#### PAGE TEXT
---+---

WASHINGTON (CNN) -- While calling for tolerance, President Bush said Tuesday he would support a constitutional amendment, if one is needed, that defines marriage as being between a man and woman.

"If necessary, I will support a constitutional amendment which would honor marriage between a man and a woman, codify that," Bush told ABC's Diane Sawyer.

The president -- in an apparent nod to some recognition of gay civil unions -- also said it would be the position of his administration that "whatever legal arrangements people want to make, they're allowed to make, so long as it's embraced by the state."

Overturning the state's ban on same-sex marriages, the Massachusetts Supreme Judicial Court in November cleared the way for lesbian and gay couples in the state to wed, ruling that government attorneys "failed to identify any constitutionally adequate reason" to deny them the right.

The court gave state lawmakers six months to craft a way for gay couples to marry.

The president criticized the court, saying it had overstepped its bounds.

"It was a very activist court in making the decision it made," Bush said. "As you know, I'm a person who believes in judicial restraint, as opposed to judicial activism that takes the place of the Legislative Branch."

---+---

#### MATERIAL

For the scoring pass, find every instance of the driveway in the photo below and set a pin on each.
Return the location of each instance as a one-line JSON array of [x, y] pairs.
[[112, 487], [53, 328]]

---+---

#### WHAT TO PRODUCE
Pick up the news story about President Bush and the marriage amendment after its last sentence and keep it going.

#### ANSWER TO THIS EXERCISE
Bush said a constitutional amendment will be needed if "judicial rulings undermine the sanctity of marriage."

In October, Bush said administration lawyers were looking for some way to legally limit marriage to heterosexuals.

Asked by Sawyer if gays were sinners, Bush responded: "We're all sinners. We're all sinners."

"No distinction?" she queried.

"I think we're all sinners. One of my favorite Bible verses says, 'Why would I take a speck out of your eye when I have a log in my own?' And having said that, however, I do believe in the sanctity of marriage. But I don't see that as conflict with being a tolerant person or an understanding person."

Bush counts many conservative Christians and Christian groups among his supporters.